- WORK TO BE COMPLETED
For the records below, give the number of lines that include the string "paper". Nothing else belongs in the answer.
╭─ SUPPLIED RECORDS
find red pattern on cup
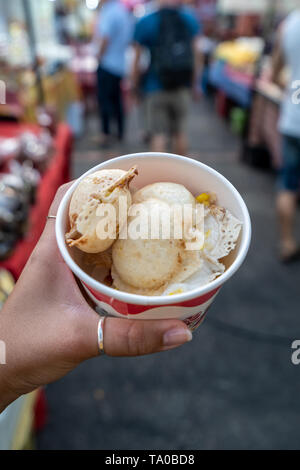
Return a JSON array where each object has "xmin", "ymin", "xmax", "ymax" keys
[{"xmin": 84, "ymin": 283, "xmax": 221, "ymax": 316}]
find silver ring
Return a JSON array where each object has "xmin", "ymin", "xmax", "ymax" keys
[
  {"xmin": 47, "ymin": 215, "xmax": 57, "ymax": 220},
  {"xmin": 97, "ymin": 316, "xmax": 106, "ymax": 355}
]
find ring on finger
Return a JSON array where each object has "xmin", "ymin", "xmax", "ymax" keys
[{"xmin": 97, "ymin": 316, "xmax": 106, "ymax": 356}]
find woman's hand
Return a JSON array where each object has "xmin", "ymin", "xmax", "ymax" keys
[{"xmin": 0, "ymin": 185, "xmax": 192, "ymax": 412}]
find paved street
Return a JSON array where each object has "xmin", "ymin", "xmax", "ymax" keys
[{"xmin": 37, "ymin": 97, "xmax": 300, "ymax": 450}]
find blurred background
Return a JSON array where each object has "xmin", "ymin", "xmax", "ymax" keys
[{"xmin": 0, "ymin": 0, "xmax": 300, "ymax": 450}]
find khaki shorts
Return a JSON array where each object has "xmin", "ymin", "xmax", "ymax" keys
[{"xmin": 146, "ymin": 88, "xmax": 190, "ymax": 136}]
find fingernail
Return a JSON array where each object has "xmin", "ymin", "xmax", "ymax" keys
[{"xmin": 163, "ymin": 328, "xmax": 193, "ymax": 347}]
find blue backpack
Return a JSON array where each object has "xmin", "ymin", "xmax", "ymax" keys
[{"xmin": 152, "ymin": 9, "xmax": 194, "ymax": 91}]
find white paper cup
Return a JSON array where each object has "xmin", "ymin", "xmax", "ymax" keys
[{"xmin": 56, "ymin": 153, "xmax": 251, "ymax": 331}]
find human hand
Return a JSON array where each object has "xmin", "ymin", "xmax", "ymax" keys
[{"xmin": 0, "ymin": 185, "xmax": 192, "ymax": 411}]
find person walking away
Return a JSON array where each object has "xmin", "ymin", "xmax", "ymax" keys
[
  {"xmin": 271, "ymin": 9, "xmax": 300, "ymax": 262},
  {"xmin": 131, "ymin": 0, "xmax": 201, "ymax": 155},
  {"xmin": 94, "ymin": 0, "xmax": 133, "ymax": 147}
]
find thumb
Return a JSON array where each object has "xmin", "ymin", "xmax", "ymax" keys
[{"xmin": 83, "ymin": 316, "xmax": 193, "ymax": 358}]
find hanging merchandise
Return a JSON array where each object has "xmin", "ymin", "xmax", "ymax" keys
[
  {"xmin": 18, "ymin": 131, "xmax": 54, "ymax": 173},
  {"xmin": 215, "ymin": 38, "xmax": 264, "ymax": 68},
  {"xmin": 0, "ymin": 138, "xmax": 21, "ymax": 167},
  {"xmin": 0, "ymin": 181, "xmax": 29, "ymax": 260}
]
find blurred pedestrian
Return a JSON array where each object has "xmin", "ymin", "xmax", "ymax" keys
[
  {"xmin": 271, "ymin": 9, "xmax": 300, "ymax": 263},
  {"xmin": 94, "ymin": 0, "xmax": 133, "ymax": 147},
  {"xmin": 131, "ymin": 0, "xmax": 201, "ymax": 155}
]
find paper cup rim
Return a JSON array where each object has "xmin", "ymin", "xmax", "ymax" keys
[{"xmin": 56, "ymin": 152, "xmax": 251, "ymax": 306}]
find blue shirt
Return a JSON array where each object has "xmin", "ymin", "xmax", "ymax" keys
[
  {"xmin": 134, "ymin": 8, "xmax": 200, "ymax": 93},
  {"xmin": 97, "ymin": 0, "xmax": 134, "ymax": 77}
]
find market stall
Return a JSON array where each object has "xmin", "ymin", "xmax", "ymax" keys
[
  {"xmin": 0, "ymin": 122, "xmax": 72, "ymax": 277},
  {"xmin": 0, "ymin": 0, "xmax": 83, "ymax": 132},
  {"xmin": 0, "ymin": 122, "xmax": 72, "ymax": 450},
  {"xmin": 205, "ymin": 0, "xmax": 299, "ymax": 169},
  {"xmin": 208, "ymin": 37, "xmax": 264, "ymax": 143}
]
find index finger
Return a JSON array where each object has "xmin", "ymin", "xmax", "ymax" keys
[
  {"xmin": 102, "ymin": 317, "xmax": 193, "ymax": 356},
  {"xmin": 41, "ymin": 182, "xmax": 74, "ymax": 246},
  {"xmin": 48, "ymin": 182, "xmax": 74, "ymax": 218}
]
╰─
- PROBLEM SOLUTION
2